We define a lexical mapping for document $d_{\beta}$ as $M(d_{\beta})=d_{\beta\rightarrow\alpha}=\{w^{\prime}_{1},...,w^{\prime}_{|d_{\beta\rightarrow\alpha}|}|(w_{i},w^{\prime}_{j})\in\mathcal{A}\}$ , which maps $d_{\beta}$ into language $\alpha$ . Similar, we denote the mapping for a document collection $D_{\beta}$ as $D_{\beta\rightarrow\alpha}=\{M(d_{\beta}):\forall d_{\beta}\in D_{\beta}\}$ . Finally, we compute the $\text{TF}\!\times\!\text{IDF}$ representation of $d_{\beta}$ as follows, $\forall w_{i}\in V_{\alpha}$ :

•

$\text{TF}(w_{i})=$ number of occurrences of $w_{i}$ in $d_{\beta\rightarrow\alpha}$ ; and
•

$\text{IDF}(w_{i})=\log\left(1+\frac{|D_{\beta\rightarrow\alpha}|}{1+\#(w_{i},D_{\beta\rightarrow\alpha})}\right)$ , where $\#\left(w,D\right)$ returns the number of documents in $D$ containing $w$ .

We compute $x_{i}$ in Eq. 1 using $\text{TF}(w_{i})\times\text{IDF}(w_{i})$ .

Aligning Multilingual Documents

Two documents are considered a good pair if their representations are similar, according to a similarity threshold $t$ . We compute the similarity between $d_{i}$ and $d_{j}$ as the dot-product between, $v_{i}\cdot v_{j}\in[0..1]$ (we normalized the vector representations with $\ell_{2}$ ). In practice, we use English to build the multilingual space as it is the dominant language on the Internet and in most multilingual websites.

4 Experiments

We examine the efficacy of CDA in this section. First, we describe (i) the pipeline setup for the experiments and (ii) our effort in creating suitable benchmark data and selecting relevant resources in Section 4.1, and Section 4.2, respectively. We then address the following performance aspects of CDA:

1.

The performance in multilingual document alignment.
2.

The impact of CDA, compared to URL, in an end-to-end STRAND pipeline.
3.

The by-product applications of CDA in identifying (i) novel language identifiers beyond ISO 639 for URL and (ii) web-domains containing multilingual data that are not detectable using language identifiers.
4.

The cost required to enable the support to a new language.

4.1 Pipeline Setup

Figure 1 depicts the STRAND pipeline for our experiments.

Refer to caption — Figure 1: A STRAND pipeline that uses URL to align document and CDA as a replacement.

•

The input is constituted by web documents of multiple domains. The output is a set of parallel sentence pairs extracted from the pipeline. Each document has a web address and a raw HTML source.
•

The pre-processing step groups input documents by domain to create data for document alignment step using URL and CDA. For CDA, additionally, it extracts the text content from HTML structure, using the following tags: title, h1..h6, label, blockquote, dd, dt, p, pre, q, div. This helps remove boilerplate effectively from being considered in the calculation. We use Python’s langid package to identify the language of a page.
•

Document alignment is performed by either URL or CDA. For URL, we use a similar set of language identifiers from BDAST’s baseline⁵⁵5https://github.com/christianbuck/wmt16-document-alignment-task/blob/master/languagestripper.py.
•

For each aligned document pair, the sentence alignment step aligns text segments, called sentence pair candidates, of the aligned pages based on the DOM structure Smith et al. (2013).

*OBJECTIVE A*. Set down the part of the document alignment passage starting with "The impact of" and going on through "a new language.", word for word.

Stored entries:
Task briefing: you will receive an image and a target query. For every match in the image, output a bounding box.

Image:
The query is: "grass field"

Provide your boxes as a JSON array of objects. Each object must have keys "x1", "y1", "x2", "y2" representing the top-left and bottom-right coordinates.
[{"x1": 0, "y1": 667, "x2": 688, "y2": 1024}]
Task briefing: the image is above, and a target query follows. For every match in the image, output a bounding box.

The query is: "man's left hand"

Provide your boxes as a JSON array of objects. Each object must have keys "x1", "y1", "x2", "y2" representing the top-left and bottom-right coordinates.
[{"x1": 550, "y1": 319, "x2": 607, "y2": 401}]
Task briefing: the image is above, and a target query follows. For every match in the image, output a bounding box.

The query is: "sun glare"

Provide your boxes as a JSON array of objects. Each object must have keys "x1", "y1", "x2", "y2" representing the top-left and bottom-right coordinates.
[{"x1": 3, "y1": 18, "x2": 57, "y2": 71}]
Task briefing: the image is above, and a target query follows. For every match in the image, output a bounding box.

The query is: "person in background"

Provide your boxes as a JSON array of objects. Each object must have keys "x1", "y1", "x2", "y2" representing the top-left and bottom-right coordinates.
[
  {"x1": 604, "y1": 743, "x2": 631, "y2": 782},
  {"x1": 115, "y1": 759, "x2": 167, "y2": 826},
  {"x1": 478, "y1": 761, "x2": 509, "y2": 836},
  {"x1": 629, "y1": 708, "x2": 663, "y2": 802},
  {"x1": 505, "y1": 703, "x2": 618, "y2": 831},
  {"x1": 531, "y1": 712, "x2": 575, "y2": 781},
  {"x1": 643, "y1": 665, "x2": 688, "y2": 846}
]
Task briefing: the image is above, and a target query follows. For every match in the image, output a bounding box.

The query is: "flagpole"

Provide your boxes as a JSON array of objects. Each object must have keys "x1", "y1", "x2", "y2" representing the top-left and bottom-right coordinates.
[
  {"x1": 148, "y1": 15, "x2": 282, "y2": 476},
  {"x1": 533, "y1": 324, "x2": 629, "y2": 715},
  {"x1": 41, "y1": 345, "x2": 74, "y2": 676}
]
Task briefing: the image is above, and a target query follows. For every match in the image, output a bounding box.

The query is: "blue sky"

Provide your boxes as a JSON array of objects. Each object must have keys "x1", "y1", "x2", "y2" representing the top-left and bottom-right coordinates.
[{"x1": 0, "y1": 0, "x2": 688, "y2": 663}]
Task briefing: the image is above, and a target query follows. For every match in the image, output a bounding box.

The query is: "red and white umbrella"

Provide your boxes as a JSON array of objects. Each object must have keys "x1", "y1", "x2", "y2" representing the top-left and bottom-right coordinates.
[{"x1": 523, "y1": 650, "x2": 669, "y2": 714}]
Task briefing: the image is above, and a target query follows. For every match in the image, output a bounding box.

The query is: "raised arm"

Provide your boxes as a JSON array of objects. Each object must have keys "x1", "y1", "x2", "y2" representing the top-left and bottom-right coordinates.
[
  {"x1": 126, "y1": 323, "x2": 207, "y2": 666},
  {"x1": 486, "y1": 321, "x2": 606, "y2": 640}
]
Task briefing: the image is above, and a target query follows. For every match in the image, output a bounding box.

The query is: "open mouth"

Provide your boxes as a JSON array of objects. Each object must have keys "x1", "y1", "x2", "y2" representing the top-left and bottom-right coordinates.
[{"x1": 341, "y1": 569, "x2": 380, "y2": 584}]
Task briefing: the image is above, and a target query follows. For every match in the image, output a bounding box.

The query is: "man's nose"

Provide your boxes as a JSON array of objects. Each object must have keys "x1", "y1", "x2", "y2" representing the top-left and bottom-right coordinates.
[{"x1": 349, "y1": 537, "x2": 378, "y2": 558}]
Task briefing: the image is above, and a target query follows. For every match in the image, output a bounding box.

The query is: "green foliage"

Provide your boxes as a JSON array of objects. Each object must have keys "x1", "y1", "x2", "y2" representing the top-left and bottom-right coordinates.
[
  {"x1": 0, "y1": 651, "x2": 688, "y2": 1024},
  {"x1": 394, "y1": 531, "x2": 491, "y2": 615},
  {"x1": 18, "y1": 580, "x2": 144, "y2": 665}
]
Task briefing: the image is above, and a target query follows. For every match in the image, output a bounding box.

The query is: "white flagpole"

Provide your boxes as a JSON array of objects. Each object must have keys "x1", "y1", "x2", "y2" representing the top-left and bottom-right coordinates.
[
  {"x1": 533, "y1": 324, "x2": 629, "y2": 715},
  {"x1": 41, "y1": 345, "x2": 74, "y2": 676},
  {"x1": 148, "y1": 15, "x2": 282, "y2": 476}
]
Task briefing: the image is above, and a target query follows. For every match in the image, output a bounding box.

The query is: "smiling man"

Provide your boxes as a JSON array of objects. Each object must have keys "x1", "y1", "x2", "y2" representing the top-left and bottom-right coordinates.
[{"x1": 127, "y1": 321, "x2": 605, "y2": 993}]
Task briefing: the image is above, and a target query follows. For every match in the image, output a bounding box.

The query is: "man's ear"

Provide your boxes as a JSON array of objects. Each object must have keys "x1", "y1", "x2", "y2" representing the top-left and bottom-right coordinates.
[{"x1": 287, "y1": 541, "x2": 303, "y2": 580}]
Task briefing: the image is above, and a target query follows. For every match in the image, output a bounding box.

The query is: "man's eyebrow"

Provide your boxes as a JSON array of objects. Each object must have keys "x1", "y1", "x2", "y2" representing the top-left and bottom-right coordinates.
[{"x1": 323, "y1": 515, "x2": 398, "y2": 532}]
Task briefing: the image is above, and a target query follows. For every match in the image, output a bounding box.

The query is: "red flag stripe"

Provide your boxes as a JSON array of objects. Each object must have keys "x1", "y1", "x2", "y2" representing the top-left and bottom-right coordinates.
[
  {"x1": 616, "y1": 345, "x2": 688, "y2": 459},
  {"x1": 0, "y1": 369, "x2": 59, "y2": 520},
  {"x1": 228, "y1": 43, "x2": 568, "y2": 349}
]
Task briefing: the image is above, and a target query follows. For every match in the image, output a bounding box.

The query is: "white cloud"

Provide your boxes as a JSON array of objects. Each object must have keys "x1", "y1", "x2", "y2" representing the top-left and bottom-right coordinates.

*OBJECTIVE B*. Select every line of the listing that contains the string "flagpole", treating uppercase and lowercase as different, and copy those lines unchanged.

*WRITTEN ANSWER A*.
The impact of CDA, compared to URL, in an end-to-end STRAND pipeline.
3.

The by-product applications of CDA in identifying (i) novel language identifiers beyond ISO 639 for URL and (ii) web-domains containing multilingual data that are not detectable using language identifiers.
4.

The cost required to enable the support to a new language.

*WRITTEN ANSWER B*.
The query is: "flagpole"
The query is: "white flagpole"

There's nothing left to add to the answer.